Andor que carrega o mastro com a imagem de São Benedito, Igreja do Rosário/Vitória - ES

Edificada no Século XVIII, a Igreja do Rosário não nos legou qualquer fato importante ligado à História, a não ser a tradicional rivalidade entre Caramurus e Peroás.

A festa de São Benedito, padroeiro das pessoas de cor, havia difundido grande devoção no povo capixaba. São Benedito era venerado no Altar-Mor da Capela da Ordem Terceira de São Francisco, no Convento de São Francisco. Frei Manuel de Santa Úrsula era o seu guardião. Filho do proprietário da Fazenda de Santo Antônio, era ele homem temperamental, prepotente e gostava de ser obedecido. No dia da festa do santo, 28 de dezembro de 1832, amanheceu chovendo, razão pela qual determinara não sair a procissão. A Mesa da Confraria resolvera o contrário, pois para o miraculoso Santo não havia intempérie. Discutiram e se exaltaram. Irredutível o Guardião não cedeu e ordenou aos escravos do Convento que atirassem pela janela os castiçais, opas e tochas da Irmandade, enquanto trancava a santa imagem na sua cela; posto que se retirou para a fazenda paterna.

= Tarefas a realizar =
a - Responda, com base no trecho sobre a Igreja do Rosário:
(i) Em que século a igreja foi edificada?
(ii) Quem era o guardião de São Benedito no Convento de São Francisco?
(iii) Em que dia caiu a festa do santo em que houve a discussão?
b - Prossiga o trecho sobre a Igreja do Rosário a partir da última frase apresentada.
Os registros não têm nenhum papel nesta parte.

= Registros fornecidos =
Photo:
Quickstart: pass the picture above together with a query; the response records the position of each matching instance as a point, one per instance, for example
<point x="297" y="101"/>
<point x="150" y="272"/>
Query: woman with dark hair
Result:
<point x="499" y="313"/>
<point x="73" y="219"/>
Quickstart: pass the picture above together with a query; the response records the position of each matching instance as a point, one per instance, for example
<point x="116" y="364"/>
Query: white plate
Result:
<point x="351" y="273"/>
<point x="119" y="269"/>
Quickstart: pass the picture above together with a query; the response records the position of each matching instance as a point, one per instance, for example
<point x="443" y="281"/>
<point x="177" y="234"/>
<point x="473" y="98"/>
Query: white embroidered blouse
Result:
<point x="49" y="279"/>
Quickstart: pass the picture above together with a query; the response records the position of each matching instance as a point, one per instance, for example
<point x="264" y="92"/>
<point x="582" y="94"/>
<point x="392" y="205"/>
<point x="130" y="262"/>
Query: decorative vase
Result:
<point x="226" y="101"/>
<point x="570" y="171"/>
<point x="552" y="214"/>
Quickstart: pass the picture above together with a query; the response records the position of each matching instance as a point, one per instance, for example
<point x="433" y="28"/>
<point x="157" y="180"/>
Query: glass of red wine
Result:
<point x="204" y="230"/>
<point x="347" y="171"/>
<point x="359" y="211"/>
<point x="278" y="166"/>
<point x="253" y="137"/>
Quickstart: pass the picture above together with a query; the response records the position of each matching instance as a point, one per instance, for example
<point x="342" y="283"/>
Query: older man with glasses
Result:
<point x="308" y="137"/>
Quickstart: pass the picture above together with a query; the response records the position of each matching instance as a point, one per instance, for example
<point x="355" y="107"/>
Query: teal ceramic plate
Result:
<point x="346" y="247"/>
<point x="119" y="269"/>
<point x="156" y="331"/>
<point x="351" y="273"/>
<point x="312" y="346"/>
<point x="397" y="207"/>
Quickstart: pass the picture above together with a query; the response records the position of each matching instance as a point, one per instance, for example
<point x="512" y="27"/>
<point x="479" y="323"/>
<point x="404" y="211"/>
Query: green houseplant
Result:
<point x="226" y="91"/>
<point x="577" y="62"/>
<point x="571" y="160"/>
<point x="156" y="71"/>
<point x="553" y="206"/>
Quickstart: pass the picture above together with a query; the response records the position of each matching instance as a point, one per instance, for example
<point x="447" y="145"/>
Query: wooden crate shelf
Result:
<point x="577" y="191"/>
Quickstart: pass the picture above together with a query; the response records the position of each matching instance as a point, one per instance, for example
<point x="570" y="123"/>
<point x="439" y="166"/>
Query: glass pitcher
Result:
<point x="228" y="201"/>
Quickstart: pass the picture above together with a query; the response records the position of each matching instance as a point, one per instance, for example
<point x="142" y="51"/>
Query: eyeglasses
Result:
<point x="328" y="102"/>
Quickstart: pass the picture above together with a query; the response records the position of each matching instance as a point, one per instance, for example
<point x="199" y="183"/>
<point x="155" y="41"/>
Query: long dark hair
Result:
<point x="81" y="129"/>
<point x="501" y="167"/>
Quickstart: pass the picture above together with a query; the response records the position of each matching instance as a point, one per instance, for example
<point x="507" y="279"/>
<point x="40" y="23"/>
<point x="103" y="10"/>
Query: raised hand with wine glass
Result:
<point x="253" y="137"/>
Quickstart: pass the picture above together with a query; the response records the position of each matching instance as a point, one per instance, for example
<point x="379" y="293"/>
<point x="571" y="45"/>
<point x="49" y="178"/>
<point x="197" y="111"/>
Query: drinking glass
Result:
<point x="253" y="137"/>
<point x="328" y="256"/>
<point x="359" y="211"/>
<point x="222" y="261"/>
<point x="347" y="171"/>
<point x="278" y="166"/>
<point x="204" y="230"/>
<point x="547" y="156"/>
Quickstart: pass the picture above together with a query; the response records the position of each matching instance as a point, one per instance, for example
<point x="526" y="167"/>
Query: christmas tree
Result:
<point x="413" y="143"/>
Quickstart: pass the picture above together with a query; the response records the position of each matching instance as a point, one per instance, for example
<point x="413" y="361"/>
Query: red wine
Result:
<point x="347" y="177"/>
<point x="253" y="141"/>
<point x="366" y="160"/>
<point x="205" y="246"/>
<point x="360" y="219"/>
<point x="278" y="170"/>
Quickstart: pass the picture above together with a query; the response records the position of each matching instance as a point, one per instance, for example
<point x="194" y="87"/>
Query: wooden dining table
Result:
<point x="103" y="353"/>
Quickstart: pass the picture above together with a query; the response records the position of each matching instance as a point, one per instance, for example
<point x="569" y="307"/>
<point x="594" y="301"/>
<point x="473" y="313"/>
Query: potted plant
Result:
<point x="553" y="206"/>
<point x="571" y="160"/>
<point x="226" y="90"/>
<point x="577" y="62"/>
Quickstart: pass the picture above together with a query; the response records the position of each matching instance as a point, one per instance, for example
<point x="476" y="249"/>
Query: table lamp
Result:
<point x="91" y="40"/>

= Respostas por tarefa =
a -
(i) No Século XVIII.
(ii) Frei Manuel de Santa Úrsula.
(iii) Em 28 de dezembro de 1832.

b -
Passaram-se os tempos e Santa Úrsula foi substituída por Frei Antônio de São Joaquim. Este mandou recolocar a imagem no seu nicho. Acontece que num domingo de setembro de 1833 os indivíduos: Domingos do Rosário, Antônio da Mota, africano forro e o crioulo Elias Coelho, adrede instruídos, pela madrugada, entraram no Convento e roubaram a santa imagem, levando-a para a Igreja do Rosário, onde, em regozijo, repicaram sinos e espocaram foguetes.

Assim nasceu a dualidade das Confrarias de São Benedito. Uma legitimista, com sede no Convento de São Francisco e outra “protestante”, acolhida no Rosário. “Duas facções desavieram-se de modo formal. Do bate-boca acalorado e do recado atrevido passaram às vias de fato inúmeras vezes. O povo dividiu-se e do campo religioso passou ao político, como não poderia deixar de acontecer. Os dissidentes apelidaram os conformados de «Caramurus», nome dado a uma casta de peixes não muito estimada. Em revide receberam os «protestantes» o nome de “Peroás”, peixes também de pior cotação nas bancas dos pescadores. A discussão durou quase um século. Em Vitória não houve neutros. Os conservadores apoiaram os “Caramurus” e os Liberais se filiaram aos “Peroás”, da Igreja do Rosário”.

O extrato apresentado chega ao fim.